» Exercise directions
May I have the lines from the one containing "Objective — one marker per instance of the orange cloud" to the end of the entries, returned exactly and with nothing else?

» Entries supplied
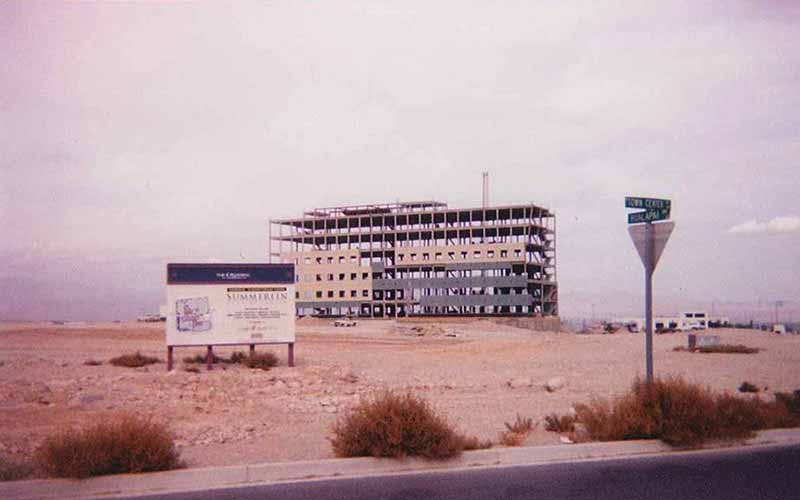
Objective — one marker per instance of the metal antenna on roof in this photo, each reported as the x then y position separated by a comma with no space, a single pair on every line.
485,189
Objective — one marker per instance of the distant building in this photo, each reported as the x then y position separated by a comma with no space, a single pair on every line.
692,320
421,259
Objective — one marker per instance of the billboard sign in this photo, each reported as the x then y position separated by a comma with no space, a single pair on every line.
230,304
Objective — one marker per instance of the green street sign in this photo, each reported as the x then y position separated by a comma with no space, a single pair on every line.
647,203
649,216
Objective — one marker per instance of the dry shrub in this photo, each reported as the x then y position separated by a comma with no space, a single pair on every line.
200,359
125,444
473,443
790,401
262,360
509,438
682,414
668,409
720,349
238,357
14,470
727,349
559,423
516,433
393,425
521,425
135,360
747,387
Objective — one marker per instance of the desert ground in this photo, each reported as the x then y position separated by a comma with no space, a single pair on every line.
477,373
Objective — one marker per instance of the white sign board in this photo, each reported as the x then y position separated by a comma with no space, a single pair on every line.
230,304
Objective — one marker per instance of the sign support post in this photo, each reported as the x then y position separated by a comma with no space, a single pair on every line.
648,300
649,240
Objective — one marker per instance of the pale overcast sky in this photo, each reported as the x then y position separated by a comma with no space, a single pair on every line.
135,134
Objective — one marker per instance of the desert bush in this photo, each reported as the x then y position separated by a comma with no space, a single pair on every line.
473,443
199,359
238,357
392,425
683,414
521,425
262,360
559,423
728,349
135,360
720,349
790,401
125,444
14,470
669,409
736,418
516,433
509,438
748,387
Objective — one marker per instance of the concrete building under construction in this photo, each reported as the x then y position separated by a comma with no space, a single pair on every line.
421,259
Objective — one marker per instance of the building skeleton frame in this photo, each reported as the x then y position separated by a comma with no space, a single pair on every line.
420,259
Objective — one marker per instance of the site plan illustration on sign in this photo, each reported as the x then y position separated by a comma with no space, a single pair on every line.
230,304
193,314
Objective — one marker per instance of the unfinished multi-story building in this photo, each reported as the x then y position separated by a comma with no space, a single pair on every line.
421,259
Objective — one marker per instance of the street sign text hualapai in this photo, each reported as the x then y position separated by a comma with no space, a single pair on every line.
649,240
655,209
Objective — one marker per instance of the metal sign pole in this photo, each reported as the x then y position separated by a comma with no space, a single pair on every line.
649,240
648,300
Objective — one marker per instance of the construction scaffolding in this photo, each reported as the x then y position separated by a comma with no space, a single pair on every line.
420,259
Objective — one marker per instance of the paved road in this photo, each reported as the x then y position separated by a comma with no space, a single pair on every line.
747,474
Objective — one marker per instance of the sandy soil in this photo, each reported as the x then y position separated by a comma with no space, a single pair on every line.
479,374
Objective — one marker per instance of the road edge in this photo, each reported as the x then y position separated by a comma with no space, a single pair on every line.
187,480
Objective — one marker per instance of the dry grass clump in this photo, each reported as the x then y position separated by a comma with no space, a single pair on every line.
262,360
201,359
720,349
681,414
516,433
748,387
392,425
473,443
14,470
559,423
124,444
135,360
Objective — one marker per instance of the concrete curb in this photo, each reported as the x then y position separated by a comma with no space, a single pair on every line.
245,475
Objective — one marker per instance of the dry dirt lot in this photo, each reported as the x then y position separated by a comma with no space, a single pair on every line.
236,415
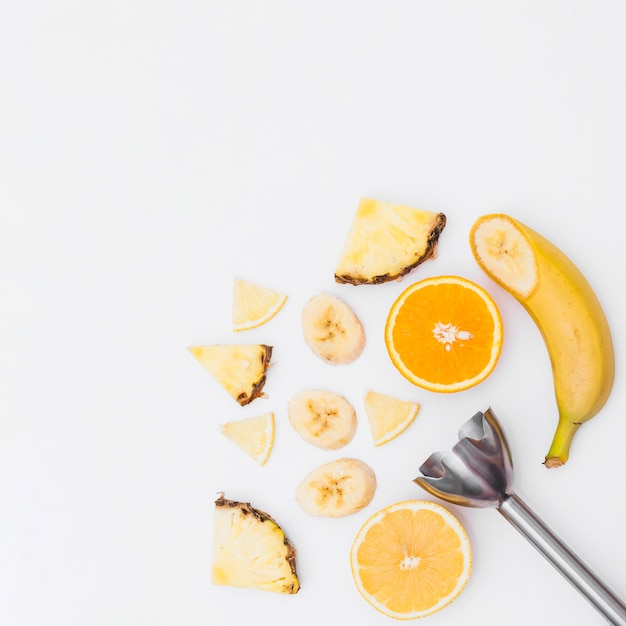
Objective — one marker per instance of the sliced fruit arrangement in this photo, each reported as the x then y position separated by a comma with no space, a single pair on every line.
251,550
239,368
411,559
332,330
388,416
444,334
386,241
254,435
337,488
322,418
567,312
254,305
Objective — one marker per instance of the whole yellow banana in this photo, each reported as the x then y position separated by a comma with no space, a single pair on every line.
567,312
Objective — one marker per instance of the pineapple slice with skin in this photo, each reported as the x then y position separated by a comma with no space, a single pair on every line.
388,416
240,369
251,550
254,435
386,241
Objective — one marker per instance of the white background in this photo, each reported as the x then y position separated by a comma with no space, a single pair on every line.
152,151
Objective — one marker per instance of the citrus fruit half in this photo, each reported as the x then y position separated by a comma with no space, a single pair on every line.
411,559
444,333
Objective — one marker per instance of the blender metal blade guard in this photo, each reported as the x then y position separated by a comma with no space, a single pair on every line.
478,472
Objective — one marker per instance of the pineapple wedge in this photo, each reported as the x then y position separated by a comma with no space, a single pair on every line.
254,305
386,241
254,435
251,550
388,416
240,369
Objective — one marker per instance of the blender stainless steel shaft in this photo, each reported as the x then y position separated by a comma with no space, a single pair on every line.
478,472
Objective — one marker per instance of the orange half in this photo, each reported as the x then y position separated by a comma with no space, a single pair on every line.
444,334
411,559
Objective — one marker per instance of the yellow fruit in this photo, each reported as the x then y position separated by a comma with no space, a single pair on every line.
332,330
251,550
240,369
567,312
444,334
411,559
254,435
254,305
388,416
337,488
386,241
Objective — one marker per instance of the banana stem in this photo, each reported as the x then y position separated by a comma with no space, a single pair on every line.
559,450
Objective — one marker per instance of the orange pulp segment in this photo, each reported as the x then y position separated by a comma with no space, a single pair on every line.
411,559
444,334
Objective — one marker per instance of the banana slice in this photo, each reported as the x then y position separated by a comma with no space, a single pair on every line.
322,418
332,330
337,488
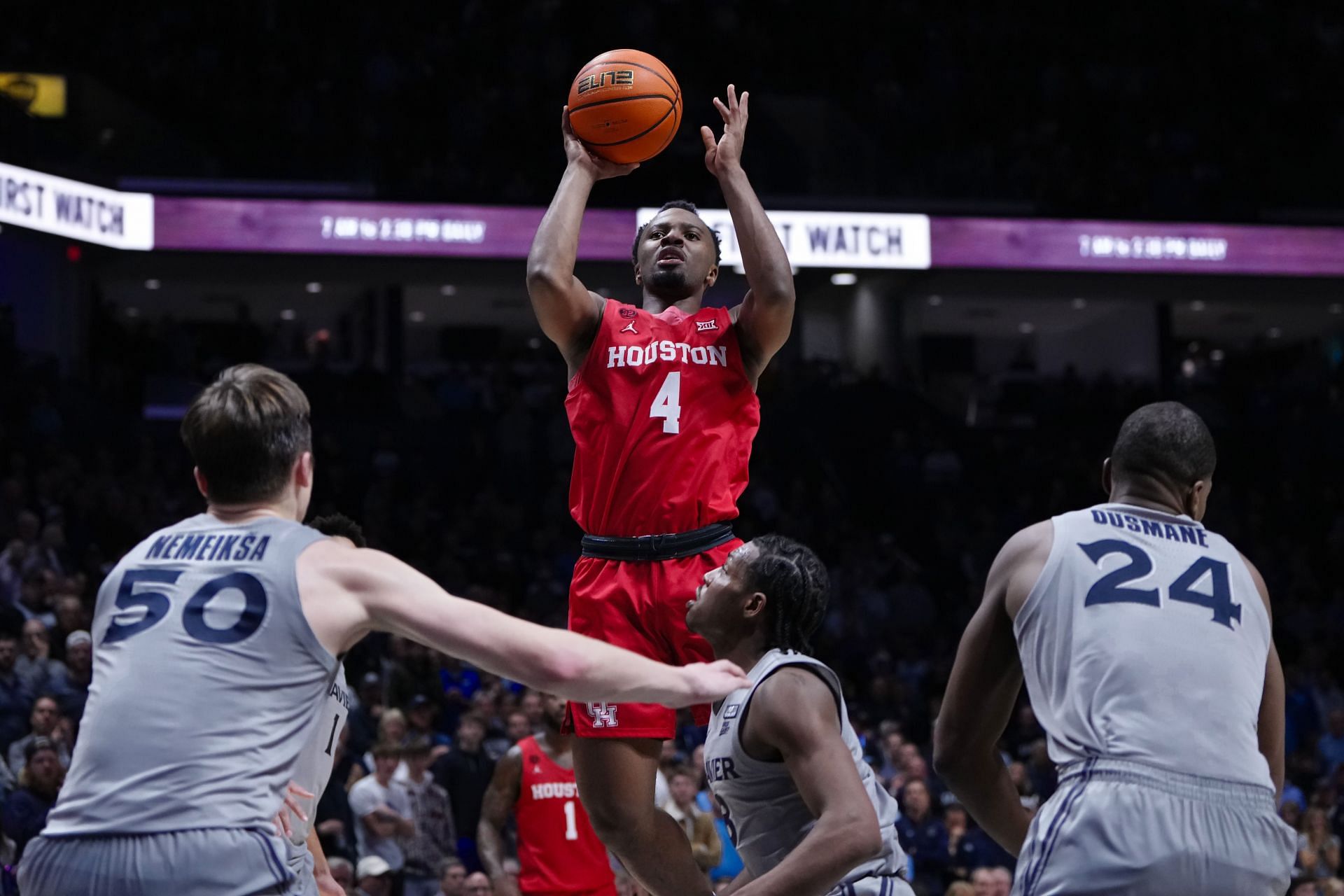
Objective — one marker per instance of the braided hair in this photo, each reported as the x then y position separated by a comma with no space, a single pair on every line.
685,206
796,586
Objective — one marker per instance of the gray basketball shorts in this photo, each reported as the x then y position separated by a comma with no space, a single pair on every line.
1120,827
207,862
885,886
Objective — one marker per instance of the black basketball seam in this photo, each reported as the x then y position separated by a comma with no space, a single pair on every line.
641,96
643,133
624,62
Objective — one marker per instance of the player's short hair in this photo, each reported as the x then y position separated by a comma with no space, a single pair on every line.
796,586
340,526
387,750
685,206
1166,441
245,431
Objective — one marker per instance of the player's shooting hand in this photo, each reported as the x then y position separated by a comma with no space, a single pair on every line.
710,681
585,159
724,155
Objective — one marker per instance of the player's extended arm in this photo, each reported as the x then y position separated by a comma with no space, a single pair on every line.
1269,729
350,592
327,884
496,806
765,316
568,312
796,713
981,692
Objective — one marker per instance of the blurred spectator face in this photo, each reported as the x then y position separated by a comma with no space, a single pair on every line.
477,884
454,880
518,726
69,613
45,716
553,711
531,704
470,732
917,799
36,644
682,789
43,771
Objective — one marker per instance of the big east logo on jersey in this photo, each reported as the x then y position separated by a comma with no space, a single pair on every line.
617,78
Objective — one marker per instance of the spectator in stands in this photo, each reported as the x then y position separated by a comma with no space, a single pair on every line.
15,697
374,878
39,782
433,840
342,872
78,675
698,825
45,722
1329,748
924,837
421,713
465,773
382,809
452,878
477,884
35,666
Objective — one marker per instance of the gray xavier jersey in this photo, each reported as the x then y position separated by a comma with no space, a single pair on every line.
207,682
1145,638
315,763
761,806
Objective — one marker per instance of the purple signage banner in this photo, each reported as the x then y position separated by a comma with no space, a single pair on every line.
1136,248
498,232
374,229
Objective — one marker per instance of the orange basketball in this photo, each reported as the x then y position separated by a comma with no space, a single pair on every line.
625,106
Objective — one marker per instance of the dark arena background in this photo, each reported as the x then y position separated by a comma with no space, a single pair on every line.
1009,229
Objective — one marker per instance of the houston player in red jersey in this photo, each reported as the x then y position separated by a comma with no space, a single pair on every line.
558,852
663,409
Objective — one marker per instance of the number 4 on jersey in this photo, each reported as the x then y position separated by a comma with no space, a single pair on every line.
668,403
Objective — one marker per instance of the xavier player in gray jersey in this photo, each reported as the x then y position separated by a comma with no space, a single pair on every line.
216,644
804,809
1147,649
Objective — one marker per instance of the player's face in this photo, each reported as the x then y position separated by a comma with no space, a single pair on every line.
718,601
676,254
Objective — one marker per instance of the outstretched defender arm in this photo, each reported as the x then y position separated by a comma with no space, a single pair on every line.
496,808
794,713
349,593
981,694
568,312
765,316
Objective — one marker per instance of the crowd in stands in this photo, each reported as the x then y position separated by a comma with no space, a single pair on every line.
464,475
1161,112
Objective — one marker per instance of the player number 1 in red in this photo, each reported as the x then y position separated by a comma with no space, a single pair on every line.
668,403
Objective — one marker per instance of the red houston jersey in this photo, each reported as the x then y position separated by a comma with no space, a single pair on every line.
663,416
556,848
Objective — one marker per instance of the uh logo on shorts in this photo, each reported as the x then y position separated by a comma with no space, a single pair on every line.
604,715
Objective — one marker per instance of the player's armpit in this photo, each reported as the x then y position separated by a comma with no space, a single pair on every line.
496,808
794,715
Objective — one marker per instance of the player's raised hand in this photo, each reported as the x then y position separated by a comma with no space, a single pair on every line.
581,156
710,681
724,153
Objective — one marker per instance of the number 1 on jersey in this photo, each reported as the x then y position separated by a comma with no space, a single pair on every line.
668,403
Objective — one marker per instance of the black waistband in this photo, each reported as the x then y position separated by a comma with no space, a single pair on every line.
657,547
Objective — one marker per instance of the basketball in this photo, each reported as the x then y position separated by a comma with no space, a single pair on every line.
625,106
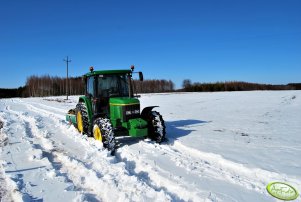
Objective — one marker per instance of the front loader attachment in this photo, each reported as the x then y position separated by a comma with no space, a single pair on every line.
71,117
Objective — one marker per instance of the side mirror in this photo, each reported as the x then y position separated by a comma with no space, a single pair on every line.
84,78
140,76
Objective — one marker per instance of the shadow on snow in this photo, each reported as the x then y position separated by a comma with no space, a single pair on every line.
174,131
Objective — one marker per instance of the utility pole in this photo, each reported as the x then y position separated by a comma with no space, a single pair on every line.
67,86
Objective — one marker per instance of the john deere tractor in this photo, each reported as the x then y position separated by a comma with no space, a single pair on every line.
110,108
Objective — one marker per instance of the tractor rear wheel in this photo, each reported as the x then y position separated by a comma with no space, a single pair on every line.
82,118
103,131
156,126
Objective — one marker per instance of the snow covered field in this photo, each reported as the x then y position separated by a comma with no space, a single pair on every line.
222,147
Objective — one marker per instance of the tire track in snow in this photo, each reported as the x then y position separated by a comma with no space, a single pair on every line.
167,186
93,180
212,165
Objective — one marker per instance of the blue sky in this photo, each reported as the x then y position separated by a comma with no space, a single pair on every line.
205,41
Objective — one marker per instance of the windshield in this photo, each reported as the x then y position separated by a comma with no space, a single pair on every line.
112,85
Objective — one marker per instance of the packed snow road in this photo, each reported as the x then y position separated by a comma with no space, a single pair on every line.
222,147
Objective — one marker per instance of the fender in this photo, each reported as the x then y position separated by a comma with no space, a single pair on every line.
146,110
88,104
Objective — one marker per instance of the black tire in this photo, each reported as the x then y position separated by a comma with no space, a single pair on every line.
107,133
156,126
82,118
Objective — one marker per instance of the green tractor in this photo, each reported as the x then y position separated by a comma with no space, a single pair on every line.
110,108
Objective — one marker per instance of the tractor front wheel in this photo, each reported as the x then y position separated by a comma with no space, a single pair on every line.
156,126
82,123
103,131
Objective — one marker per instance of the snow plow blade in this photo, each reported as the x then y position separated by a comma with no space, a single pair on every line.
70,117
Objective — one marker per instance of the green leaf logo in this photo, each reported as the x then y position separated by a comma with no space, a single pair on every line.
282,191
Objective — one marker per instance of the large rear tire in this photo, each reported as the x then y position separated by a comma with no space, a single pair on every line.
82,122
156,127
103,131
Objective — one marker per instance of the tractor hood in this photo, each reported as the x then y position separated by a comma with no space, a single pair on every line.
122,101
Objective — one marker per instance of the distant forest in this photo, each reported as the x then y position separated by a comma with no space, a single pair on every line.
41,86
235,86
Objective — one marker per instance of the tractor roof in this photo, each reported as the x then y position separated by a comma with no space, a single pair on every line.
121,71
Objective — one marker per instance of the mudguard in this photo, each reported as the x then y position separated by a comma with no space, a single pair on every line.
146,110
88,104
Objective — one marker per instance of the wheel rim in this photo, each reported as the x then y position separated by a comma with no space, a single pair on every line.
79,122
97,133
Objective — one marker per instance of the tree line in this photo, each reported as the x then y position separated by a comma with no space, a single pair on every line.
188,86
39,86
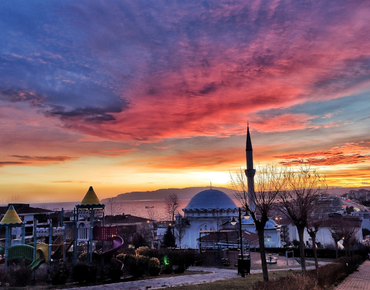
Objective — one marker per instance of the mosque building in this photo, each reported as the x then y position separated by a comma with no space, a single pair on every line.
210,212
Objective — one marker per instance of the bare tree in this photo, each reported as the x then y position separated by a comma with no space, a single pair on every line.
344,229
180,227
150,212
111,205
172,204
268,184
313,226
303,187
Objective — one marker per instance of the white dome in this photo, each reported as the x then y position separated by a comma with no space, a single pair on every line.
210,199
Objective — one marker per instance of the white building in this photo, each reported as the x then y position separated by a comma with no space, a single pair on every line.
212,210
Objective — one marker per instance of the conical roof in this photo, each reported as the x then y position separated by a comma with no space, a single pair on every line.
11,217
90,198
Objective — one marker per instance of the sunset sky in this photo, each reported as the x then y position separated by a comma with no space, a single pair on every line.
141,95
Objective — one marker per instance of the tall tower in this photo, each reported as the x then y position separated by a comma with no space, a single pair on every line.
250,172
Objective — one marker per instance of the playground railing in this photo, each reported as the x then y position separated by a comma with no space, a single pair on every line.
20,252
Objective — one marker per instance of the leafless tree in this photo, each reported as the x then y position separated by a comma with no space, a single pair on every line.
172,204
269,181
180,227
344,229
313,226
303,187
150,212
111,205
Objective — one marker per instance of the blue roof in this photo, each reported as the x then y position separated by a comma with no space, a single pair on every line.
210,199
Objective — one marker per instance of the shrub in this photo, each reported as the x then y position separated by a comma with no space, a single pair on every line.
115,269
294,281
329,274
121,257
4,276
20,276
59,273
141,251
154,267
84,273
136,265
179,269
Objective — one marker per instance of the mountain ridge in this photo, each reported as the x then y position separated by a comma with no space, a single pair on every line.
189,192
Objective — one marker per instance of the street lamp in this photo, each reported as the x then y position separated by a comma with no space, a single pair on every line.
233,223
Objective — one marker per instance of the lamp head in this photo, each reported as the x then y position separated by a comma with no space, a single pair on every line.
233,221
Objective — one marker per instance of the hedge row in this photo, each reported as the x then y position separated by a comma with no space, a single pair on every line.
327,276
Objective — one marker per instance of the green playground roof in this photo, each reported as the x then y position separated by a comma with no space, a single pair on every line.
11,217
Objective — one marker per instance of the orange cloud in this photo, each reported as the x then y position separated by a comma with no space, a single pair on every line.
346,154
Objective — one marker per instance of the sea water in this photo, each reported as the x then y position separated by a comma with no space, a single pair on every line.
150,209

» Completed exercise
Objective — one marker per instance of the orange cloud in this photo, each reported as the x then y position separated by a comma with no space, a single pair on every line.
346,154
Objective — one marker per instance of the sea water in this photo, each reported as the x then y position separated by a comma with no space, a single pair on every line.
150,209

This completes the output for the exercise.